Supplied material:
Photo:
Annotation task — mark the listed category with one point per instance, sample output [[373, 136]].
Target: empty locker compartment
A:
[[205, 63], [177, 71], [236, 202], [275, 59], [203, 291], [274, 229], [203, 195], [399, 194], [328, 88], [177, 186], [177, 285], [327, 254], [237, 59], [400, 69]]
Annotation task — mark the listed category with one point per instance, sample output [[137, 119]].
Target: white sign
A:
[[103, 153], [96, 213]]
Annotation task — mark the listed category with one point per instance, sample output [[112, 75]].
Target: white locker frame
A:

Short task: Copy every line of the material above, requests included, and scale each point coordinate in the answers by 2.1, rounding to the nearest whole number with halves going up. Keep the numbers in the requests and their sample outputs as they are.

Response:
Photo:
Annotation task — mark the listed category with one point per instance, sample output [[373, 136]].
Target: empty locker compartment
A:
[[431, 132], [372, 149], [496, 424], [578, 124], [426, 611], [575, 481], [426, 410], [838, 407], [689, 185], [372, 391], [372, 599], [687, 533], [498, 124], [840, 145]]
Annotation task — mark the listed category with one point per instance, sample output [[137, 119]].
Target: white sign
A:
[[216, 321], [202, 447]]
Annotation task — mark the listed category with one point per instance, sample output [[112, 75]].
Target: white locker frame
A:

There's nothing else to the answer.